* **Labeling and segmentation entries**

= = = =

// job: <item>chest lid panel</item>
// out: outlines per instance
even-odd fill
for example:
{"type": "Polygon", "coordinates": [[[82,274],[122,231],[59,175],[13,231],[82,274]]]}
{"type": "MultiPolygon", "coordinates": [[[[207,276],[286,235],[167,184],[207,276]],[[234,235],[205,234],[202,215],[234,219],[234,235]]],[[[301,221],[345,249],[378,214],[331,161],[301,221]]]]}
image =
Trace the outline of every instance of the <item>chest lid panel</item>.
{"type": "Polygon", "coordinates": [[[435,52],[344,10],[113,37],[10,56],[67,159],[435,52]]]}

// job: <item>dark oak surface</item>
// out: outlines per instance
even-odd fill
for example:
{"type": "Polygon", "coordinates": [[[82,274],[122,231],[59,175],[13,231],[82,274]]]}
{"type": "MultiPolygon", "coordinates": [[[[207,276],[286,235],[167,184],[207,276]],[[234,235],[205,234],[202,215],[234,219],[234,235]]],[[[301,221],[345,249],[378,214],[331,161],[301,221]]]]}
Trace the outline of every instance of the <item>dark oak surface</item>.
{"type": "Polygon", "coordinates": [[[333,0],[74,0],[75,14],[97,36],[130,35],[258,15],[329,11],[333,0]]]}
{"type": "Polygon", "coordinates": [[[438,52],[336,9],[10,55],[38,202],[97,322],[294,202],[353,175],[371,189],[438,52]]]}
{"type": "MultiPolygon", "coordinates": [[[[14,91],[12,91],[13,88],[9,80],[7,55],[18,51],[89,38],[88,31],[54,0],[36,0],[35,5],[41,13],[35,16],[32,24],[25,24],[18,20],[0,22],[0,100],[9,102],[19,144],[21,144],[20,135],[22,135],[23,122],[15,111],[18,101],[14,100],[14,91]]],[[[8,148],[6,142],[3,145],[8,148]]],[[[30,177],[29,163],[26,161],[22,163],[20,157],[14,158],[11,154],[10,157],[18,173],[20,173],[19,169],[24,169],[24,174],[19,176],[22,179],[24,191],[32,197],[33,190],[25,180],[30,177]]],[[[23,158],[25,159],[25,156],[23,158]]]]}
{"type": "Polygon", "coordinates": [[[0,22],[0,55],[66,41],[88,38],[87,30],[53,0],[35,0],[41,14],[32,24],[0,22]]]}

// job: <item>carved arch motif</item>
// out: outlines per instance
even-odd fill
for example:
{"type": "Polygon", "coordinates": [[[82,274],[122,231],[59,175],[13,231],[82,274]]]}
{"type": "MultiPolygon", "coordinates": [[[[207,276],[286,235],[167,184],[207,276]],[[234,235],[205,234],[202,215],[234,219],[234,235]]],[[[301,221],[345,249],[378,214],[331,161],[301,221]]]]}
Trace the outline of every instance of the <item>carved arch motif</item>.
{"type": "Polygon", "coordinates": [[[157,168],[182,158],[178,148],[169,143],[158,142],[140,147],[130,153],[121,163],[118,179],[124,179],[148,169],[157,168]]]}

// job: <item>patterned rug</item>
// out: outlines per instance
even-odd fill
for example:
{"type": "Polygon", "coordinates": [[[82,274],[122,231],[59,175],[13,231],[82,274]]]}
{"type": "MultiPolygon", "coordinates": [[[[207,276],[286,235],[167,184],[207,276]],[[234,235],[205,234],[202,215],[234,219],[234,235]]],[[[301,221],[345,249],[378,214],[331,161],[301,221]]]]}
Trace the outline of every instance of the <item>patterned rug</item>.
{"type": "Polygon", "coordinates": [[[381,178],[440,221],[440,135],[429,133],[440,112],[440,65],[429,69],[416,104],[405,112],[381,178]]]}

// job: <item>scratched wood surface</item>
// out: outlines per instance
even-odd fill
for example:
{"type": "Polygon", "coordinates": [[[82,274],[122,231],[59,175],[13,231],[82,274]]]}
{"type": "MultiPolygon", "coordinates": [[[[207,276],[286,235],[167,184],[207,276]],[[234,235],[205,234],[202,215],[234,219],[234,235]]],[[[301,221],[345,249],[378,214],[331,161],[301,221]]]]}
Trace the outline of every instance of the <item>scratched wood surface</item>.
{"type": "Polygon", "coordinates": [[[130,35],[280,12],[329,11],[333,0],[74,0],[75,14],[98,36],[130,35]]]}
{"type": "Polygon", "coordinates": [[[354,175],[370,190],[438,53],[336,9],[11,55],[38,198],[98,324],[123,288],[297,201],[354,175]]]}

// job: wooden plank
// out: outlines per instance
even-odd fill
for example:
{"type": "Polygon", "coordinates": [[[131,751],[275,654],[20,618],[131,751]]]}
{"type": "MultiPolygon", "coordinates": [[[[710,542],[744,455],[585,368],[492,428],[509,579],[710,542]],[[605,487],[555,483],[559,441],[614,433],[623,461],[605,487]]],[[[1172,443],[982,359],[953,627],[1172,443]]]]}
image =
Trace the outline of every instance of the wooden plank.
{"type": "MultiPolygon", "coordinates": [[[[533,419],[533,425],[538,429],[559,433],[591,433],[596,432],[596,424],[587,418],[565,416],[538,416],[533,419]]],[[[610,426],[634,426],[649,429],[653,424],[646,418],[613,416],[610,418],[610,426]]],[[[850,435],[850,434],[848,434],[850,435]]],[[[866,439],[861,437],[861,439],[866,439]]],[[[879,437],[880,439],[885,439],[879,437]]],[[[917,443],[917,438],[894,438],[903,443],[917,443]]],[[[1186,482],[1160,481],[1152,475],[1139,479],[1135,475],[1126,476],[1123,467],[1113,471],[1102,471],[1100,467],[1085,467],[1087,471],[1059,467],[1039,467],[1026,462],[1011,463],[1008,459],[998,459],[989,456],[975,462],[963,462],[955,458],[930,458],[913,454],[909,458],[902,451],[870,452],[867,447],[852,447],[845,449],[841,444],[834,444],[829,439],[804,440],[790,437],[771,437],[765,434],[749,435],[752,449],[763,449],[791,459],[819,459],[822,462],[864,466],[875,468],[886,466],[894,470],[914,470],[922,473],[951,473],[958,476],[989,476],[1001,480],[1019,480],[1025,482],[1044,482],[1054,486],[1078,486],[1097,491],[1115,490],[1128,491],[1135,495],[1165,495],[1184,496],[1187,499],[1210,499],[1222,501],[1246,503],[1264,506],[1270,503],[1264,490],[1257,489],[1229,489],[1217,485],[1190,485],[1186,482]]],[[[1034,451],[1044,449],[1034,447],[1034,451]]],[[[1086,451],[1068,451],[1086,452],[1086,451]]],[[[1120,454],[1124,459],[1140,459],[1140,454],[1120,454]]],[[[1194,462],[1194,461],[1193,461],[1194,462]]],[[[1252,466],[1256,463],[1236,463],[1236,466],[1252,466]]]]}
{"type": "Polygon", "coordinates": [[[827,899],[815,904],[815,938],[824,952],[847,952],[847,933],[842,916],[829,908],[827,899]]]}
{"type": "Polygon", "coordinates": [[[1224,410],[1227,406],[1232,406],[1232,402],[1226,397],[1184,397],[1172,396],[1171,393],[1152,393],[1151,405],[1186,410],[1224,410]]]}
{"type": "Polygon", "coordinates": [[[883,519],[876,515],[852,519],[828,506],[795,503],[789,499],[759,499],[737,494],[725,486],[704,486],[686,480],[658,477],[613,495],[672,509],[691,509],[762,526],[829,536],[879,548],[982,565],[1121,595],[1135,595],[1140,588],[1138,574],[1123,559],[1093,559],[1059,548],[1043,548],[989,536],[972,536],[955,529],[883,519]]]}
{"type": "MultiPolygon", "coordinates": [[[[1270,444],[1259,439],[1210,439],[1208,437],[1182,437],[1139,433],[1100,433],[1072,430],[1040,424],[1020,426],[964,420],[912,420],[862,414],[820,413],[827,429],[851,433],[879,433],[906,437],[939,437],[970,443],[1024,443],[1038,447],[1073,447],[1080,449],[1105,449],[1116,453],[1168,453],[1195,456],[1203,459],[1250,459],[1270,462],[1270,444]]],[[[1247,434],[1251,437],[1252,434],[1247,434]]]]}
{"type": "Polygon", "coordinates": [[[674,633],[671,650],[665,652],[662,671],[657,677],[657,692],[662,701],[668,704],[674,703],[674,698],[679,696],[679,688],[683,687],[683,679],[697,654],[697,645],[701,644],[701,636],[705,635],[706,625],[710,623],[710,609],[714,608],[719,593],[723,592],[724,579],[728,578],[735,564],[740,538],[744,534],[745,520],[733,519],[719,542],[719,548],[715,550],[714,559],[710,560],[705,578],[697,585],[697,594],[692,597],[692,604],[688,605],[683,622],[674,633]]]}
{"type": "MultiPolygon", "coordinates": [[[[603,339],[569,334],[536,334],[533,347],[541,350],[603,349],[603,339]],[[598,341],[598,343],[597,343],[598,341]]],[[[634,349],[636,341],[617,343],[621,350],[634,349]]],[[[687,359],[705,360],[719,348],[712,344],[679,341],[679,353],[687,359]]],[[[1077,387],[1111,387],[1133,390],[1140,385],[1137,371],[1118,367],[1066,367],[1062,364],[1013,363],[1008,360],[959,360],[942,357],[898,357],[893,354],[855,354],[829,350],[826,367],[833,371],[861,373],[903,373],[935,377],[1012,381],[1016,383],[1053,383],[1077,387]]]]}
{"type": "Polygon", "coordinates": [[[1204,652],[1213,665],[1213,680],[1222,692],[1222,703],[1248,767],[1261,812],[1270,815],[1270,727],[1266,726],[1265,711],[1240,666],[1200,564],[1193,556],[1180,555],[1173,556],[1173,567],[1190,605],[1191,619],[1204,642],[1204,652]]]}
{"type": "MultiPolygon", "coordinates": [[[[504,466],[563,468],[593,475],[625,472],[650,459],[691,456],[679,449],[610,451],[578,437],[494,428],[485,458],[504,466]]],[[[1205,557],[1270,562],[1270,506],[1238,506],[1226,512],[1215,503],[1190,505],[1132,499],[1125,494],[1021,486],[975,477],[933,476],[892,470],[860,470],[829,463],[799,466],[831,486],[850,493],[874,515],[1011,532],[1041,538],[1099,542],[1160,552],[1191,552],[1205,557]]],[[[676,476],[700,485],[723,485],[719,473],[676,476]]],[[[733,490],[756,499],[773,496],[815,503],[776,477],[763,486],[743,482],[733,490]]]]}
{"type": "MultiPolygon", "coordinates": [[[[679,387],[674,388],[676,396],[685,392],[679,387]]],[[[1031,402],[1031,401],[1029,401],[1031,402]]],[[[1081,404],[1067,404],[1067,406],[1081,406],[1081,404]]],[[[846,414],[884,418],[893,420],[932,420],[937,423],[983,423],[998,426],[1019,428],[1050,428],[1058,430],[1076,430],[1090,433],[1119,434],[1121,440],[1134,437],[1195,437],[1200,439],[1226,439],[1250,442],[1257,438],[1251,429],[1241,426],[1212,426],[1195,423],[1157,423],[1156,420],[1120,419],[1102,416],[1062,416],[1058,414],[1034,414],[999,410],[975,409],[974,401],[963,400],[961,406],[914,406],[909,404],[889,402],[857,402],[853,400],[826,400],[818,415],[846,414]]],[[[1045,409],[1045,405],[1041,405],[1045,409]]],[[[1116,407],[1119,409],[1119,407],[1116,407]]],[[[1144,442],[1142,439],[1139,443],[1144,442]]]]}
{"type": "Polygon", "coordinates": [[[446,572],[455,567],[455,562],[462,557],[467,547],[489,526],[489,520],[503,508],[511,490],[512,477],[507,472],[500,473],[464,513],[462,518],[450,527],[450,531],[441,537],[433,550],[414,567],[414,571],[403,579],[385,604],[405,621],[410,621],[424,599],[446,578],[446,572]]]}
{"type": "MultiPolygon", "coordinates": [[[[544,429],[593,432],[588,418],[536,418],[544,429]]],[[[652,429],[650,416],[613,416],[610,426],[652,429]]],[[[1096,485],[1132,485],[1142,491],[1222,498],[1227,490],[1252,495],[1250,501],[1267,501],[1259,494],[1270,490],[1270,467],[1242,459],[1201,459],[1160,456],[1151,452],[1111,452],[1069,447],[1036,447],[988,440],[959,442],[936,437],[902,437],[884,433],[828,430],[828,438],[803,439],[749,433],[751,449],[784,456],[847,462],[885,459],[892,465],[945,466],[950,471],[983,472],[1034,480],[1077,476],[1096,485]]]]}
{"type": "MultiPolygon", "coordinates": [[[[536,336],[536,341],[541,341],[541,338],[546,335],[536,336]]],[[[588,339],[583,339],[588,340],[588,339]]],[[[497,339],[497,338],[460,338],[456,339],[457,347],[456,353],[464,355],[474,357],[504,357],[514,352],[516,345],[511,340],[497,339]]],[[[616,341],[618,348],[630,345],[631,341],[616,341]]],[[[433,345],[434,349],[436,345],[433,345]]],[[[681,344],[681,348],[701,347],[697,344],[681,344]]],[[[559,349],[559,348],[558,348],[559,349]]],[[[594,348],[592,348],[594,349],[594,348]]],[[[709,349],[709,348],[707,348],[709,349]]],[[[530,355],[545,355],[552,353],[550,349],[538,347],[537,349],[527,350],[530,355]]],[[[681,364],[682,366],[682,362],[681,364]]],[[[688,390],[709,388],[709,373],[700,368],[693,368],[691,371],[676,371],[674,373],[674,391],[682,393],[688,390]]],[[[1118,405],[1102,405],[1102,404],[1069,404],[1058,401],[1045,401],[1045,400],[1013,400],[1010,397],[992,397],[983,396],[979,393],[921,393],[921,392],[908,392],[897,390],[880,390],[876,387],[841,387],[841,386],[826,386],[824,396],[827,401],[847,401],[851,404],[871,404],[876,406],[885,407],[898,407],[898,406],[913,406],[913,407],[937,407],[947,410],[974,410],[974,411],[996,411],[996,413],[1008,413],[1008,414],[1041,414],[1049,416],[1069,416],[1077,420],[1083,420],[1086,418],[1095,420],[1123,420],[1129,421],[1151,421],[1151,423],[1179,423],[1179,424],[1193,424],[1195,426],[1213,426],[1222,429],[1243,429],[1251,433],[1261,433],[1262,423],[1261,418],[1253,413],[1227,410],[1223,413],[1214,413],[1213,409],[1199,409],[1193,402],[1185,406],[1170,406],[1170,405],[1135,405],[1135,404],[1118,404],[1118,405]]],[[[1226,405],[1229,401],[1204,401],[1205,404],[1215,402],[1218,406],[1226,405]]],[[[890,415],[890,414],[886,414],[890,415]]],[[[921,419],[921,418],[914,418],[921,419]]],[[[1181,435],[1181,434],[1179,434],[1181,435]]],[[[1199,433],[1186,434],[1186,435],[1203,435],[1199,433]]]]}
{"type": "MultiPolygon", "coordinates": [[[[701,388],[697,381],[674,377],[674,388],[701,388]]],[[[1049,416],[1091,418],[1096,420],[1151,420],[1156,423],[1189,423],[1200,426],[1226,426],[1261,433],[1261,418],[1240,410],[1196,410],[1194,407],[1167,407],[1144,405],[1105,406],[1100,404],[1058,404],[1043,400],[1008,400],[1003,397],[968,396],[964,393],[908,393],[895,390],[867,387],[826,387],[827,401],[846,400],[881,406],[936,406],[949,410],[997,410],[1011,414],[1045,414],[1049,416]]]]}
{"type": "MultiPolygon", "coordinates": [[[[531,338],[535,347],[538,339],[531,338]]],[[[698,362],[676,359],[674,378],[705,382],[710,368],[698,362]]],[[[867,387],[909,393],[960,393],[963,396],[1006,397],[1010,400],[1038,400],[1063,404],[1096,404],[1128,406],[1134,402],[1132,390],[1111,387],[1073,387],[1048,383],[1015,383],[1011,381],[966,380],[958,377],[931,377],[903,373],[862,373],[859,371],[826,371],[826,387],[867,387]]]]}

= = = =

* **Exercise prompt**
Locate each line in the entries that contains the string "arch" and copy those lines.

* **Result below**
// job: <item>carved arch motif</item>
Trace the outline of every instance of the <item>carved arch motif</item>.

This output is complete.